-------- RECORDS SUPPLIED

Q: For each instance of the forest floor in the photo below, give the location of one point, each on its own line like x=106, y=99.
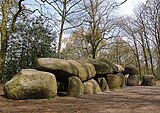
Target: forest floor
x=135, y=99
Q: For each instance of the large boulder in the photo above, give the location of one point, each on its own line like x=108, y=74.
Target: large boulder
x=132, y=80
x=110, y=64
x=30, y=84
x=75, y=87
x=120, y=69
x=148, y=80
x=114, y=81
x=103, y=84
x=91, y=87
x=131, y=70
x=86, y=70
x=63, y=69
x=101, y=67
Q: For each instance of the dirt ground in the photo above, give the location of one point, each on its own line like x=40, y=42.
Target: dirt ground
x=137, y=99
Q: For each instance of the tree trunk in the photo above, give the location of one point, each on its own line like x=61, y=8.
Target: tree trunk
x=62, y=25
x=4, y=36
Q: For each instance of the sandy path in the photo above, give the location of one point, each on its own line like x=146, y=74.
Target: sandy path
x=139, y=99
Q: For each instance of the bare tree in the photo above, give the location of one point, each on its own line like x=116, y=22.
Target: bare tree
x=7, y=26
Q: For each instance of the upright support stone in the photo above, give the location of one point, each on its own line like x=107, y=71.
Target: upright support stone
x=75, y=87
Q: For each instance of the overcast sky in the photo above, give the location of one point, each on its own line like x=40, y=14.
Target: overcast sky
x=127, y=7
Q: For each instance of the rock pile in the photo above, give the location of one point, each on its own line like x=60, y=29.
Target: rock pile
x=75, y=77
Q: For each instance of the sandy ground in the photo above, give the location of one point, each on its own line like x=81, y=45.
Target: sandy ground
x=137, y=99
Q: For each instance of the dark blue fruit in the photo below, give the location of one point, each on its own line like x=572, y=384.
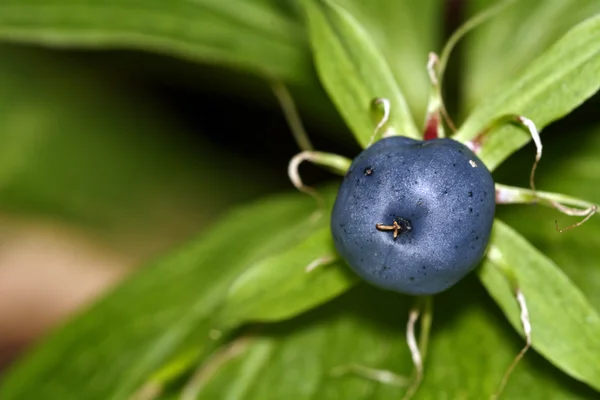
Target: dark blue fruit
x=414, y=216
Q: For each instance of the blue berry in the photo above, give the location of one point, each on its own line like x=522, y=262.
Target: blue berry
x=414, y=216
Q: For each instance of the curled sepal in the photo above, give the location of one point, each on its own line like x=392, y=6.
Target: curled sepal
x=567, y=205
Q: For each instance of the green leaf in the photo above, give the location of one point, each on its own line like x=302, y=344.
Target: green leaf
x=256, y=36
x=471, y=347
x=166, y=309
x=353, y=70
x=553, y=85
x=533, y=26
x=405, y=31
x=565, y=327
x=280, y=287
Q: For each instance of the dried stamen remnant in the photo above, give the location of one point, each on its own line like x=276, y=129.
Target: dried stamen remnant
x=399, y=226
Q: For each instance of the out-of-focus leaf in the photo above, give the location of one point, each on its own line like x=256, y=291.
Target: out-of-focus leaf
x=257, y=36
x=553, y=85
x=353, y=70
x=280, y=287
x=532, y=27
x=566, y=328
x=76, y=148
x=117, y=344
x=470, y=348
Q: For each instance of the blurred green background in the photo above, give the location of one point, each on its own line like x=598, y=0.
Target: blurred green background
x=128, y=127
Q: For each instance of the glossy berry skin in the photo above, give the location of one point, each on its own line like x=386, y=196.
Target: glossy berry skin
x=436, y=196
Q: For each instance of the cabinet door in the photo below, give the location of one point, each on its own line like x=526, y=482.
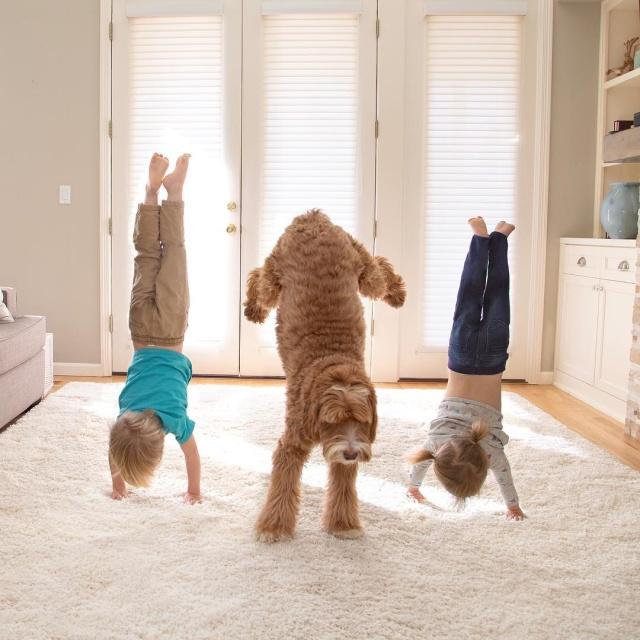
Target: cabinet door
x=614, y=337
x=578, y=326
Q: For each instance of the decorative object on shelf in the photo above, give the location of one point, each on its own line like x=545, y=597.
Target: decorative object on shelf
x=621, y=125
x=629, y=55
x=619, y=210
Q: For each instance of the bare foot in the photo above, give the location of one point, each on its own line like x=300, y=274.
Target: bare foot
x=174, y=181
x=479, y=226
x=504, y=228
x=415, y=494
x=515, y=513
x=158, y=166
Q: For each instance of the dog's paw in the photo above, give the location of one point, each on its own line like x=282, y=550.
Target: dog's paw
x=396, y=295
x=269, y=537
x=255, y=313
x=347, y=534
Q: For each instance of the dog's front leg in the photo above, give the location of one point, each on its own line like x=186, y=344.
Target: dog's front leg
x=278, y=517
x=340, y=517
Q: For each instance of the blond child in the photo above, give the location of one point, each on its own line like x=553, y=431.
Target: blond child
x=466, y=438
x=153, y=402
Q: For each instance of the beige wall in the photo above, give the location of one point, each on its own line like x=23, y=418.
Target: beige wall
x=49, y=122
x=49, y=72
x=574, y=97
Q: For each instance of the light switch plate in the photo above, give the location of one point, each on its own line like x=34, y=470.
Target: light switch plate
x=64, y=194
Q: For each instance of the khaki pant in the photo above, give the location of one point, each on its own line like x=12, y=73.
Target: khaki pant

----------------
-------- RECORDS SUPPLIED

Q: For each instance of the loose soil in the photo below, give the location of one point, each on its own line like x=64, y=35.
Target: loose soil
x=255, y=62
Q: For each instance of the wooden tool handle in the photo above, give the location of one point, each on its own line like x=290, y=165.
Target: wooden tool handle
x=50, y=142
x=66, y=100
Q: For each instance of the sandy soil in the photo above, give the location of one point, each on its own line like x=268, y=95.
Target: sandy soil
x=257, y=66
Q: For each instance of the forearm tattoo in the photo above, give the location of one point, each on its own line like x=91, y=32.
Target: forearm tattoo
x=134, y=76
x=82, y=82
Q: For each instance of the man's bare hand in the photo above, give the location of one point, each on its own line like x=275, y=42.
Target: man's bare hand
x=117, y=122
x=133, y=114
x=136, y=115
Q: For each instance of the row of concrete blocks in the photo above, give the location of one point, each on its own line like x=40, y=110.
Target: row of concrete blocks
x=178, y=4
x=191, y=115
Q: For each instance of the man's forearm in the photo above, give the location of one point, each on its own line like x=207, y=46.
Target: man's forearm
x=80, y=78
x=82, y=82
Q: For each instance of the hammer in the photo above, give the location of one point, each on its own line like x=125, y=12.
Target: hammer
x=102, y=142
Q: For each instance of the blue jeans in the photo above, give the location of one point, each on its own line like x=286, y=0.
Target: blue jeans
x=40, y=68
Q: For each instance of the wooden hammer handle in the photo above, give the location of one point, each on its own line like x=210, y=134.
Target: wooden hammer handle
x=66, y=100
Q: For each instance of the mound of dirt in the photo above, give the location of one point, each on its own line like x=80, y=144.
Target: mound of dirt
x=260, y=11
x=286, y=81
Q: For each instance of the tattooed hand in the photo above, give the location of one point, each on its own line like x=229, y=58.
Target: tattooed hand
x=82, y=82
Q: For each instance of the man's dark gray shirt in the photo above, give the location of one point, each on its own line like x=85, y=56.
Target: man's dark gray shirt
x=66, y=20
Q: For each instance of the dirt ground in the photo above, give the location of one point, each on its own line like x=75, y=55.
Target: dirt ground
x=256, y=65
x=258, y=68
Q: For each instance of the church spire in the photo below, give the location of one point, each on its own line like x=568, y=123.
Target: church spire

----------------

→ **EXERCISE**:
Filter the records above, copying out every line that contains the word "shirt".

→ **TASK SOLUTION**:
Q: For each instance of the man's dark gray shirt in the photo above, give the location of one point, each on its own line like x=85, y=56.
Target: man's dark gray shirt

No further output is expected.